▶ _What is expected_:
Check each line of the material, and show the ones that include the word "bird".

----------

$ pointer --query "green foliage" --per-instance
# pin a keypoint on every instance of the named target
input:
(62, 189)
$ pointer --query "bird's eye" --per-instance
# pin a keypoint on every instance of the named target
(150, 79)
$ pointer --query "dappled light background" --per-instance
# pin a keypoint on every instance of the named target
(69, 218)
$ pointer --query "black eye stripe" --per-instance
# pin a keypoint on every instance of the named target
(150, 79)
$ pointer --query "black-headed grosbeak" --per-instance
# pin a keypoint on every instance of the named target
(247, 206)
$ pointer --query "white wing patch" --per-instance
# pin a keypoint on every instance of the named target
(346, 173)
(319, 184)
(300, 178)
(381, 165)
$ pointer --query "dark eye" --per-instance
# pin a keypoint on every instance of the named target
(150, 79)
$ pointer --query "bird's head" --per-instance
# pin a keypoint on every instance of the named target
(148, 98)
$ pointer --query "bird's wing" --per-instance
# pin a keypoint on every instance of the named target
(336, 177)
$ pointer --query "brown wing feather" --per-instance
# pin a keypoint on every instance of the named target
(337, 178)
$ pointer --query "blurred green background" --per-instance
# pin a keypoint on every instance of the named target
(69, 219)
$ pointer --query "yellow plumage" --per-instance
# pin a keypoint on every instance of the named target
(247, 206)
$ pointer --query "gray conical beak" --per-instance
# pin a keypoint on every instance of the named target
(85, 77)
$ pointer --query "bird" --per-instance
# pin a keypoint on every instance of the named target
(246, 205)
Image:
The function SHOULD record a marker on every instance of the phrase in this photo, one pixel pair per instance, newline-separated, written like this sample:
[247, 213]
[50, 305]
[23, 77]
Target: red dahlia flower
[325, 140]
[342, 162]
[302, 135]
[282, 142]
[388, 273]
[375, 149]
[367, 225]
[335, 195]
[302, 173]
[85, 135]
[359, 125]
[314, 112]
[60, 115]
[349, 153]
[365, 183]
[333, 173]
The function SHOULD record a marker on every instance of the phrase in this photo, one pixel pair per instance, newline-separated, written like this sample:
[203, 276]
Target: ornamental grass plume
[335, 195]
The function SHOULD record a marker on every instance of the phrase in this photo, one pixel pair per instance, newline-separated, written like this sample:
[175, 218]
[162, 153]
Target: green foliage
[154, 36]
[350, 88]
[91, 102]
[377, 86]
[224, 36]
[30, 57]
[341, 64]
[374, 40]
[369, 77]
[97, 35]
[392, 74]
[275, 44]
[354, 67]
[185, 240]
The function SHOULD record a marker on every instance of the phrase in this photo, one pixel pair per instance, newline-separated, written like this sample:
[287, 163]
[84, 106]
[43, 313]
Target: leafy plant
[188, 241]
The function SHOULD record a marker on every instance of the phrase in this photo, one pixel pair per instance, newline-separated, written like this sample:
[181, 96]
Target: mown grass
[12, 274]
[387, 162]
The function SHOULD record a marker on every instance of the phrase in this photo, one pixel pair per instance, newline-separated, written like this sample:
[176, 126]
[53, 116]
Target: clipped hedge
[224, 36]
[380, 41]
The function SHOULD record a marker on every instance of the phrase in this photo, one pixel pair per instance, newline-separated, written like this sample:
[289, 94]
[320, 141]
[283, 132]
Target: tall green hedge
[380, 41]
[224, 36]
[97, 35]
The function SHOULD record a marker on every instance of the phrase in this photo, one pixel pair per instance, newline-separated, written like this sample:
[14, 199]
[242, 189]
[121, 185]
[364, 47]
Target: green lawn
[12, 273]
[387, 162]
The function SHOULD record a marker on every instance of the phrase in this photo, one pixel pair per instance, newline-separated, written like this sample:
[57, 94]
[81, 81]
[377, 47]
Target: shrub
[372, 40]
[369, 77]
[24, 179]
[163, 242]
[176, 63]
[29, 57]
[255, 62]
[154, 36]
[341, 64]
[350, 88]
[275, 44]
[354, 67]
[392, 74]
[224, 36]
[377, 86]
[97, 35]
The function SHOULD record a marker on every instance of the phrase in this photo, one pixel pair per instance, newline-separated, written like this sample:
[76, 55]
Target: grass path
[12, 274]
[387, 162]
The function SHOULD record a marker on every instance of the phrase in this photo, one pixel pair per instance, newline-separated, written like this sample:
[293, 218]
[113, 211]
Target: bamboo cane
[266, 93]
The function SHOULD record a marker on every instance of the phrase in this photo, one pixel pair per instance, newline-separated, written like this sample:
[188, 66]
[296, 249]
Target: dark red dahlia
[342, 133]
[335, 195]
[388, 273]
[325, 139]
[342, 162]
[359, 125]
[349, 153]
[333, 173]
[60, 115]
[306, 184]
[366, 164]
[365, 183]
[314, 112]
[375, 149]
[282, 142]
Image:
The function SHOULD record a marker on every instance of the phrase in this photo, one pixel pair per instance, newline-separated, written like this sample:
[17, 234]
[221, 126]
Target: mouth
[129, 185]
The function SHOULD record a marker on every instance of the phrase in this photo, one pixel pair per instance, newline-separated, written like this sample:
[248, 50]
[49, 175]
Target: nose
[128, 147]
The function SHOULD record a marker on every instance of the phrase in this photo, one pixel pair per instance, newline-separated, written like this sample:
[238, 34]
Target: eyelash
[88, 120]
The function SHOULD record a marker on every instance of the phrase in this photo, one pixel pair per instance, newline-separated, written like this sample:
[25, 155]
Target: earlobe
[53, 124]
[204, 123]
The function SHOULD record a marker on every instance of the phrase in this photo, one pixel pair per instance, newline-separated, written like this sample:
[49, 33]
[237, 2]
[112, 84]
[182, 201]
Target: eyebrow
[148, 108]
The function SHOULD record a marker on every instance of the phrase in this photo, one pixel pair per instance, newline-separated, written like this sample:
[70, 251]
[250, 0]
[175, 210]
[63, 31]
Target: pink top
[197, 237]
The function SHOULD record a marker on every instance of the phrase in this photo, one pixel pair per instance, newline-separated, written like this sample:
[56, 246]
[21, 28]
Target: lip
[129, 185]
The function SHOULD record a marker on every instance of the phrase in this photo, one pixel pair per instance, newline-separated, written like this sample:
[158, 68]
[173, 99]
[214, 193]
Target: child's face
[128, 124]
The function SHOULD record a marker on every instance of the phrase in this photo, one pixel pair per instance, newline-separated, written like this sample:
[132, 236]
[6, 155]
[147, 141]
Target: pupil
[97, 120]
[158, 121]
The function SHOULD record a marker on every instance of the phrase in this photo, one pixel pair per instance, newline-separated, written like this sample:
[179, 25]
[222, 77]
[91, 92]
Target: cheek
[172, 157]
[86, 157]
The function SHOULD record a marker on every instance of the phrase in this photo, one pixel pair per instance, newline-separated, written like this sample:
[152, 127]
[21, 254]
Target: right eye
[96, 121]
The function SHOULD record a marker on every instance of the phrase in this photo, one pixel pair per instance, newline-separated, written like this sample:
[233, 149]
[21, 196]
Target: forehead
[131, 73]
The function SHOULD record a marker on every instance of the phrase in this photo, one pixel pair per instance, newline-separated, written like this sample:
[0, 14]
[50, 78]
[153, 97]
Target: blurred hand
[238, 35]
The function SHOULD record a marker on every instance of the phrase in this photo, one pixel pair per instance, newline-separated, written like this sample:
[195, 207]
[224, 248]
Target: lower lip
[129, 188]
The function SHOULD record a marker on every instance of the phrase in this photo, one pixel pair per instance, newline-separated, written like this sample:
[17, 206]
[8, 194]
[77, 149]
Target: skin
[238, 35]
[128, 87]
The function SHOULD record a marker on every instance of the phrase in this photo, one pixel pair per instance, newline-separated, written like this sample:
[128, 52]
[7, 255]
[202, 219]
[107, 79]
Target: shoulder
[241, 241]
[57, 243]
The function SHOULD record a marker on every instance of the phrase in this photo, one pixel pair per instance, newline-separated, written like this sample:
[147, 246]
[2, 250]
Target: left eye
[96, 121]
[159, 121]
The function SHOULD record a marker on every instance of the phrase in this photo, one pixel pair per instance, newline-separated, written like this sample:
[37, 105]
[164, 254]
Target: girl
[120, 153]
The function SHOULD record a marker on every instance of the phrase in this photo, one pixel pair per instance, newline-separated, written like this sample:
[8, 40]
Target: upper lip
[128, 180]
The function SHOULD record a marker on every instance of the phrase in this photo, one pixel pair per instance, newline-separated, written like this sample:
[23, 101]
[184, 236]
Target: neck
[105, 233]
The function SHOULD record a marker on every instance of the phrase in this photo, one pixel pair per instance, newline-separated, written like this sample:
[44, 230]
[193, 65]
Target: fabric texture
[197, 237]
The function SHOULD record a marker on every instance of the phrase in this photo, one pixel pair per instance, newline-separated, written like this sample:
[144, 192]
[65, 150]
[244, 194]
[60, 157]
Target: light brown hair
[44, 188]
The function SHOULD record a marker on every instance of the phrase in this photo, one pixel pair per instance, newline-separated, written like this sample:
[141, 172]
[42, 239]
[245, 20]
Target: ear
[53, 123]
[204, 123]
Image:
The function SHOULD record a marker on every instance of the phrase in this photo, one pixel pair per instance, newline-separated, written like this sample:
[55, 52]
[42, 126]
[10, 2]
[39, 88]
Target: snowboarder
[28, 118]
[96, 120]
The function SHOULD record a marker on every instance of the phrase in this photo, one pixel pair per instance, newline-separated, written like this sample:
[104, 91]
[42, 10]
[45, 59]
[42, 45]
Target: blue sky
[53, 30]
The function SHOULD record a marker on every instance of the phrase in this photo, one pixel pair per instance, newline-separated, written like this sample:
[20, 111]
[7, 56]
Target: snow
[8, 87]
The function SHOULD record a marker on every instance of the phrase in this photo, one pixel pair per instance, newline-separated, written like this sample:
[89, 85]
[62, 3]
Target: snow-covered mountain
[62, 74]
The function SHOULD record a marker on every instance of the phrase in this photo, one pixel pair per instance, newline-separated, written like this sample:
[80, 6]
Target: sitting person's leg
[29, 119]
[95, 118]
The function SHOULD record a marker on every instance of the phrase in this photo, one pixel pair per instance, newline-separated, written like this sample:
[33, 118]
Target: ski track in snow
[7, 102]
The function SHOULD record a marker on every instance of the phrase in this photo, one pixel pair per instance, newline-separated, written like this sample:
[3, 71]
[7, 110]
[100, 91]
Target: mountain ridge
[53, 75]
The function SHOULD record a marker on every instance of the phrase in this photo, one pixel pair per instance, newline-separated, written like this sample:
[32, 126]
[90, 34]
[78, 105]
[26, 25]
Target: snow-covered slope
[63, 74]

----------

▶ _Finished task_:
$ pointer --query "bird's eye" --per-instance
$ pointer --query "bird's head" --per-instance
$ pointer --query "bird's wing" --per-instance
$ pointer --query "bird" --per-instance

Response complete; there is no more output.